[Opening Excerpt to read section]
This is the week. It is crunch time, for the organizers in Tokyo, and the athlete delegations from all around the world, who are gathering in the capital of a nation still embattled in the pandemic, to get the already-delayed Summer Olympic Games underway come Friday. In an environment with overkill safety and security measures to ensure the competitors, officials and staff will be safe from widespread infection that no spectators are allowed in venues, Team Philippines is taking stock of its qualified athletes, and the organizers from this end are pretty sure that the delegation is the best yet.
The Philippine Star reports that the Philippine Sports Commission (PSC) is confident in their assessment that the 19 qualified athletes representing this country at the Tokyo Olympics that will open on July 23 are the “sturdiest and most prepared” delegation ever formed in years that the Philippines have been part of the event. PSC chairman William Ramirez notes that the commission has been assembling the participants since the Rio Olympics in 2016, and that they have not been shortchanged in what funds they needed to get the athletes well beyond up to snuff for competition.
“The government poured the people’s money into it here,” says Ramirez during an online briefing this past Sunday, July 19. He mentioned no less than P2 billion being funneled to the training and development of nearly a hundred Filipino Olympic hopefuls covering 18 different sports. In the end the delegation is fielding 19, tried and tested. “We spent billions, because that’s the way we should prepare our athletes.” Ramirez continues, citing a time in past Olympic outings where national representatives were left to fund themselves. That number is also one of the largest number of athletes the country has fielded where recent Olympics are concerned.
[Closing Excerpt to read section]
[Opening Dataset section section]
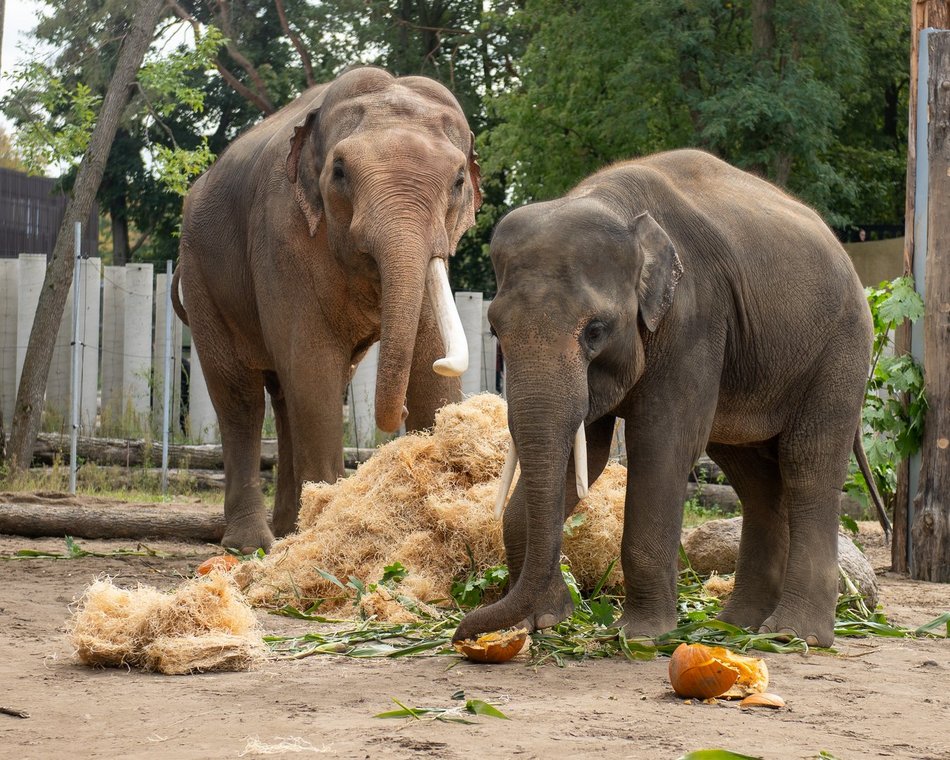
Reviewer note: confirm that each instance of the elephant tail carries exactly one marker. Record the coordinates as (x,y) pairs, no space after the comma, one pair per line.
(865,468)
(177,305)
[Closing Dataset section section]
Task statement: From the article above on the Philippine delegation to the Tokyo Olympics, reproduce the passage starting at "This is the" and ending at "the best yet.", word for word.

Finished task:
This is the week. It is crunch time, for the organizers in Tokyo, and the athlete delegations from all around the world, who are gathering in the capital of a nation still embattled in the pandemic, to get the already-delayed Summer Olympic Games underway come Friday. In an environment with overkill safety and security measures to ensure the competitors, officials and staff will be safe from widespread infection that no spectators are allowed in venues, Team Philippines is taking stock of its qualified athletes, and the organizers from this end are pretty sure that the delegation is the best yet.